◆ **Page text**:

------------

'Fun' Is New Mortar Of a Rebuilt Phoenix

A shapeless central city redefines itself as entertainment mecca - in fewer than 15 years.

June 1, 1998

From his office high above the heart of downtown Phoenix, Mayor Skip Rimsza looks out at 1-1/2 square miles of urban renaissance that has become the envy of city planners from Australia to South Africa.

Amassed in record speed of about 10 to 15 years, no fewer than 67 public and private projects are visible in the tiny redevelopment area and surrounding blocks. They include two new sports stadiums, science and history museums, and several restaurant and movie complexes.

Although some housing and office space are in the pipeline as well, Mayor Rimsza may already be looking at the future of the American metropolis, say urban historians. In the age of telecommuting, that means a central city landscape jammed with culture and entertainment - but far fewer offices or residences.

"As dispersed employment continues to become the wave of the future - courtesy of computers, modems, and the rest - the need for us to congregate to work in downtowns is vanishing," says Grady Gammage, an architect and professor at Arizona State University School of Architecture in Tempe.

------------

◆ **Provided records**:
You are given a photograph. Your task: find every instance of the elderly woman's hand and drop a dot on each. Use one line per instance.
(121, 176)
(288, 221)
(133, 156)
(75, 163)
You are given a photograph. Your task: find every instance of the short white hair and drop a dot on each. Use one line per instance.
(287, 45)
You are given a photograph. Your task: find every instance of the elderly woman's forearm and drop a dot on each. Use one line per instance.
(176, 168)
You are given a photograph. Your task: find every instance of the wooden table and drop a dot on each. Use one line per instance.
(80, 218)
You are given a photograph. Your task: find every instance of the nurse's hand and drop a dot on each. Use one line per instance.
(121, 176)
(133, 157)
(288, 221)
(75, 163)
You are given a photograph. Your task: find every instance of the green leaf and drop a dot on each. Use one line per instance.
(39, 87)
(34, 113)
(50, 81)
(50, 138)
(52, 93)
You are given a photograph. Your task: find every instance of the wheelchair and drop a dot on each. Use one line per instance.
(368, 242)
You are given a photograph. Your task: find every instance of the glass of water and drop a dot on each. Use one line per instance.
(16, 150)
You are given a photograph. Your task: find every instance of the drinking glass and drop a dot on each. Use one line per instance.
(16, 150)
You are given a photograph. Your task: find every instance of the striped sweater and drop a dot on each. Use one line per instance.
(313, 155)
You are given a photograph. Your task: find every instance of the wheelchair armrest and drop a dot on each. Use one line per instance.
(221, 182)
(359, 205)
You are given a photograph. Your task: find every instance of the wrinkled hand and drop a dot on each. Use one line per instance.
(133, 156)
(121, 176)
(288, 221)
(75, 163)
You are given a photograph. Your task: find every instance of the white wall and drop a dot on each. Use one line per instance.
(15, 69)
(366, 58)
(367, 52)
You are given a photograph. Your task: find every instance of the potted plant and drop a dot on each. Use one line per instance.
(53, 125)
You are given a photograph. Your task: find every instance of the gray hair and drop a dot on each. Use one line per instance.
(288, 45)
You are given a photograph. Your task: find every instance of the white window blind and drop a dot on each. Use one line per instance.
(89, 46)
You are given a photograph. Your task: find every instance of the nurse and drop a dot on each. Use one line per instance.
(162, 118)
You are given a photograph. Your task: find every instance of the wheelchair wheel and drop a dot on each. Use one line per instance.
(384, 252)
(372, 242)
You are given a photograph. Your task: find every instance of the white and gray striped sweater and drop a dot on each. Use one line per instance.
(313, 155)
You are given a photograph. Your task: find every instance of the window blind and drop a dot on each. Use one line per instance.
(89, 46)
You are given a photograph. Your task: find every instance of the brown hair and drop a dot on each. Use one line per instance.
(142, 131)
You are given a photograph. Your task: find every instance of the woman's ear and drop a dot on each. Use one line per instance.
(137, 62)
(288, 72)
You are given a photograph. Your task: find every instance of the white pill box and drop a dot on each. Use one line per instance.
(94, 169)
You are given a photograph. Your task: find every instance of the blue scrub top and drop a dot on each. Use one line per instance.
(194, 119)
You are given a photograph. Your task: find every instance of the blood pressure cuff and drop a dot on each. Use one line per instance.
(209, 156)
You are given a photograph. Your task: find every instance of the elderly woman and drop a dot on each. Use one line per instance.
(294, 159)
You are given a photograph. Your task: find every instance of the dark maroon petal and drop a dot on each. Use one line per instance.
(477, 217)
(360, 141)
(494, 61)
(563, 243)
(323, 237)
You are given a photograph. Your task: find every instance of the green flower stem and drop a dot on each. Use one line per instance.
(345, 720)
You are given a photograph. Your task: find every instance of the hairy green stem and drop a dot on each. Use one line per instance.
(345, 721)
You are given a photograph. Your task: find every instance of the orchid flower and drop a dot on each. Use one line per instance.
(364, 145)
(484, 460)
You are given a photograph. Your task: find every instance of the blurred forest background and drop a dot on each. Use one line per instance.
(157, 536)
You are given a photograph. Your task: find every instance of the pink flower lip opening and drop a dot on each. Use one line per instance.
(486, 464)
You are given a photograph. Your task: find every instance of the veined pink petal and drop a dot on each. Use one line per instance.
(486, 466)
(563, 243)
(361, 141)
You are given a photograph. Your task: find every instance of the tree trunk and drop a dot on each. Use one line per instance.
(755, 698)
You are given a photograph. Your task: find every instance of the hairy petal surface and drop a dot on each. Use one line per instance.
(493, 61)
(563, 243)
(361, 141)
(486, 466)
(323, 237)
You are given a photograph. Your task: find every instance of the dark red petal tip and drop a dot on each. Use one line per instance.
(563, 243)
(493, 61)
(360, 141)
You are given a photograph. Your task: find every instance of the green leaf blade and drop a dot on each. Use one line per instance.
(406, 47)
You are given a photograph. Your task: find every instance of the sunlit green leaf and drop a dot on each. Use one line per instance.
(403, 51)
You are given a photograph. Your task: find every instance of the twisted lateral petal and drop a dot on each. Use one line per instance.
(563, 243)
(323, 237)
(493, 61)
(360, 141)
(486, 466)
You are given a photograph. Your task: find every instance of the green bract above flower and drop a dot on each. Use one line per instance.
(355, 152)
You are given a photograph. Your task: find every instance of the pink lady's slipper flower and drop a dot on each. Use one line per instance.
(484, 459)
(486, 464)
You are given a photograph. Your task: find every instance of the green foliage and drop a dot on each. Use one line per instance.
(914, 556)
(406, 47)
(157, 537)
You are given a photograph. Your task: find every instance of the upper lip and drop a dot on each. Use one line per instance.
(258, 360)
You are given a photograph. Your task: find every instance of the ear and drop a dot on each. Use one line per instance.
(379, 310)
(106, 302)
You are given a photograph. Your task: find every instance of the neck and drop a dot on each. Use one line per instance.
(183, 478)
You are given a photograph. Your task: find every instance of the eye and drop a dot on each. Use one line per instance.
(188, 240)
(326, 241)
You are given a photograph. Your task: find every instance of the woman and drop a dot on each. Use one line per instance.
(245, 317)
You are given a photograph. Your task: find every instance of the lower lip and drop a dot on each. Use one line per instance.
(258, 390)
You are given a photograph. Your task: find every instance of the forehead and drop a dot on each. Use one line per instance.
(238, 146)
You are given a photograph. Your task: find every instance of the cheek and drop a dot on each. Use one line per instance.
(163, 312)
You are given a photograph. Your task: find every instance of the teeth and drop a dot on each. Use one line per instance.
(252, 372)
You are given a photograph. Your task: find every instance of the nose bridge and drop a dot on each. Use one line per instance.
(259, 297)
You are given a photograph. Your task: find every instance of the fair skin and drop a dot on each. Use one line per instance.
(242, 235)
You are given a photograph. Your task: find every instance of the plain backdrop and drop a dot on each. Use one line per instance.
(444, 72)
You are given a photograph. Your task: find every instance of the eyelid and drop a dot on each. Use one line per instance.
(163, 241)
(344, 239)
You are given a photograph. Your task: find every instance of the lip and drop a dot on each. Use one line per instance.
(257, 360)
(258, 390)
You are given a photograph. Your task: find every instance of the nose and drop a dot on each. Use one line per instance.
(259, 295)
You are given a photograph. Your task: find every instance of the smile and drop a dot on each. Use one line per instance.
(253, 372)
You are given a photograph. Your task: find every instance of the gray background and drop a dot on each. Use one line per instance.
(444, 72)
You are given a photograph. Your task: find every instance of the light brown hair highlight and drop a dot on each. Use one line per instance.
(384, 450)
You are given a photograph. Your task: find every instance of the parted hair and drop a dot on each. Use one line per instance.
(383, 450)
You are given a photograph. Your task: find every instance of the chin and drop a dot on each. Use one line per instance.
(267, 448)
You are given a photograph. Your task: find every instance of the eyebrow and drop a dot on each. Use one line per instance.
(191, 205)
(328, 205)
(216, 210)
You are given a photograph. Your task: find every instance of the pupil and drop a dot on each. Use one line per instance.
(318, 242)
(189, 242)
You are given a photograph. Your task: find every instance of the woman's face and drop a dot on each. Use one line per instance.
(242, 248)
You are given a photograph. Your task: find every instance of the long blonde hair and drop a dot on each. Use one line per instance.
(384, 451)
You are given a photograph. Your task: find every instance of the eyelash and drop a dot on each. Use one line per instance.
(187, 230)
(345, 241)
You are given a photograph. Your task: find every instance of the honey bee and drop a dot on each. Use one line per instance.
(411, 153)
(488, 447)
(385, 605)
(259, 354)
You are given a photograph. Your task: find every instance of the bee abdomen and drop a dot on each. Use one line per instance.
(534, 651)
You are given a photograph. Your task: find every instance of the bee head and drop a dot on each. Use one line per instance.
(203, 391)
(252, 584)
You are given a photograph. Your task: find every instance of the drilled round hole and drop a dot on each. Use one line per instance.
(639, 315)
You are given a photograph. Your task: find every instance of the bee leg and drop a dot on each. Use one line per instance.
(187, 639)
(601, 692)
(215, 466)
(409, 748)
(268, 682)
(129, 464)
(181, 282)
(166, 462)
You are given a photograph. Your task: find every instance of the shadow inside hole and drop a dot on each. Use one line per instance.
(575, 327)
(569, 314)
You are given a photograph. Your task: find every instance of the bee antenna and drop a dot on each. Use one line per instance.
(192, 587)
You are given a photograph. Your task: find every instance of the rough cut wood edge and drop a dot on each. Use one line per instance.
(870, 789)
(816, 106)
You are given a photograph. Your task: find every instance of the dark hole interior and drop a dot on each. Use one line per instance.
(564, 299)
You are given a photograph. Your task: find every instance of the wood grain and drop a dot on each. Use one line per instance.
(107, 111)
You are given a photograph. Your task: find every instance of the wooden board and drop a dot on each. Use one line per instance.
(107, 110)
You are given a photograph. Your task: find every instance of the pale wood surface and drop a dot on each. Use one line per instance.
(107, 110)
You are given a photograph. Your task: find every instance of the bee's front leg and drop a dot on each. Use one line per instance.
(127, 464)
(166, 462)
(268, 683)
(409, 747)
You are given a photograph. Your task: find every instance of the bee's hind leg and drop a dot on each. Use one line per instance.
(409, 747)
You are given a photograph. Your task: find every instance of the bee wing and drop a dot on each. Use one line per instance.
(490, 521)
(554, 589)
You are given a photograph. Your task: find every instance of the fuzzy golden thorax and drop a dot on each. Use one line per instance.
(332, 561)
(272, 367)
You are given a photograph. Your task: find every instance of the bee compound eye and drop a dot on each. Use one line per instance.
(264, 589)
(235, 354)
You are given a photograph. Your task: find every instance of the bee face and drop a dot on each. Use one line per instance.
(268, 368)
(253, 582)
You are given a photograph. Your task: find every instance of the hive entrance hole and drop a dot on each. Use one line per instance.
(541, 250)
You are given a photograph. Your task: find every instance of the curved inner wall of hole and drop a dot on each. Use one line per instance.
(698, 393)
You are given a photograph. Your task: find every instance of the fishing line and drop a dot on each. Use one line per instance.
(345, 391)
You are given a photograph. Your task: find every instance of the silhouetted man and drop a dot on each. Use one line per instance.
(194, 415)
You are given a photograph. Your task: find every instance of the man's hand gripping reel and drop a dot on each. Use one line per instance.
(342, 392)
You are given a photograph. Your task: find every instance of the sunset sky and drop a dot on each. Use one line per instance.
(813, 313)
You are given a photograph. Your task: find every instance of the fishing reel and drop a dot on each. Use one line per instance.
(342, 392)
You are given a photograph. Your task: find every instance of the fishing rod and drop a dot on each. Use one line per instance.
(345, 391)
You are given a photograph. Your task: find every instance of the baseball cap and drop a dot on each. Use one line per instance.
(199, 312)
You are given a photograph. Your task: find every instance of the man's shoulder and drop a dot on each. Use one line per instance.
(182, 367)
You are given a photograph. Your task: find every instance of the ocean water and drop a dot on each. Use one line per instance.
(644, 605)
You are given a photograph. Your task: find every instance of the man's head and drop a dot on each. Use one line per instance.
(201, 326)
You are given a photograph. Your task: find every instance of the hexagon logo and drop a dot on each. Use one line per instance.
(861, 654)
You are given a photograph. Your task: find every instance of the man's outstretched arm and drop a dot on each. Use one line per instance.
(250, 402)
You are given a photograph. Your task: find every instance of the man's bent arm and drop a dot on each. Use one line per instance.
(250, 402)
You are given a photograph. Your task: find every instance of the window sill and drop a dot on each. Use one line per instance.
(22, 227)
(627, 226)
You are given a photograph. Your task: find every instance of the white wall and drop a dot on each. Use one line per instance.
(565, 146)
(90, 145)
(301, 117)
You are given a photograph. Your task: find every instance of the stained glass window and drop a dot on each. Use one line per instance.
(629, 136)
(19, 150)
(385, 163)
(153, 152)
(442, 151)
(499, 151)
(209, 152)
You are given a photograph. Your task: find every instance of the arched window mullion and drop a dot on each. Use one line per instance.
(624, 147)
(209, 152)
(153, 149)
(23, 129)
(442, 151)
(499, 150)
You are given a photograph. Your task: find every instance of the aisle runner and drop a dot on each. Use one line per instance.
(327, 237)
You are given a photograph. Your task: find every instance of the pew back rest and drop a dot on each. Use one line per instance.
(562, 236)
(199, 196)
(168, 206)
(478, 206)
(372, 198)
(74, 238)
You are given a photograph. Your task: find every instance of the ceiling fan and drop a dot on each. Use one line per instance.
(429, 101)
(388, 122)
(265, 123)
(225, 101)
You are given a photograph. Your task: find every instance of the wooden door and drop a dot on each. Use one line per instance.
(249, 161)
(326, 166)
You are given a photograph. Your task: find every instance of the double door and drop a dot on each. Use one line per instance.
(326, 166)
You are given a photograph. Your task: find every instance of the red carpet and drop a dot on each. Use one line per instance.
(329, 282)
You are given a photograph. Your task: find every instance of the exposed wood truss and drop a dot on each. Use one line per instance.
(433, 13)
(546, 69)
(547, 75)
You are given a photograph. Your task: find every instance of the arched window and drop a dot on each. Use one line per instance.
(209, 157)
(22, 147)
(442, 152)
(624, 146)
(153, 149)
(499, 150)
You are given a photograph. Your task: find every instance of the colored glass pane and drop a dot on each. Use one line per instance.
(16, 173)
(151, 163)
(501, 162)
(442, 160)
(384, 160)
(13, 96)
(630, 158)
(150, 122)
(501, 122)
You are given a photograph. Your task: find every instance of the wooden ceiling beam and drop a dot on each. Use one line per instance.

------------

◆ **Jobs**:
1) Do the following statements agree with the article on downtown Phoenix? For each, answer yes or no and quote the deciding words: (a) The redevelopment projects were amassed in about 10 to 15 years. (b) The redevelopment area covers 15 square miles. (c) Grady Gammage is a professor at Arizona State University.
2) According to the article on downtown Phoenix, how many public and private projects are visible in the redevelopment area and surrounding blocks?
3) Write a continuation of the article on downtown Phoenix, starting after its last sentence.

◆ **Written answers**:
1)
(a) Yes: "Amassed in record speed of about 10 to 15 years"
(b) No: "1-1/2 square miles of urban renaissance"
(c) Yes: "an architect and professor at Arizona State University School of Architecture in Tempe"

2) No fewer than 67.

3)
Rattling off a list of American cities that are borrowing from the Phoenix model (Cleveland, Philadelphia, Baltimore, Washington, Kansas City, Houston, and Dallas), he says: "Work is destined to become the last reason masses of people congregate, while socializing, recreating, and enjoying life is becoming the first. That is where the future of urban cores is headed."

Ten-year makeover

In just a decade, Phoenix's once-blighted downtown has gone from ghost town to boomtown - and nearly everyone loves it.

"In 1990 you could fire a cannon down here and hit maybe three people," says Margaret Mullen, executive director of Downtown Phoenix Partnership Inc. (DPP), the nonprofit organization that has masterminded the renaissance. "Now we get 10 million visitors down here a year."

Urban planners call the growing phenomenon "cultural tourism." Other cities, too, are recasting chunks of decayed urban area to provide pockets of like-themed venues, but Phoenix has become a prime model because of the sheer breadth of its vision in creating a core it never had.

"Phoenix has wrestled so successfully with so many of the primary issues of redevelopment that it has become the sought-after example to study," says Doug Peterson, senior analyst at the National League of Cities. In the past year alone, officials from more than 100 cities worldwide have made formal visits to officials of DPP Inc.

"Everyone wants to see how we did what we did, and figure out if they can do it too," says Ms. Mullen. Funded by taxes on all nonresidential property in the area, DDP was formed eight years ago to come up with a cohesive plan that embraced the needs of government, business, residents, and cultural organizations.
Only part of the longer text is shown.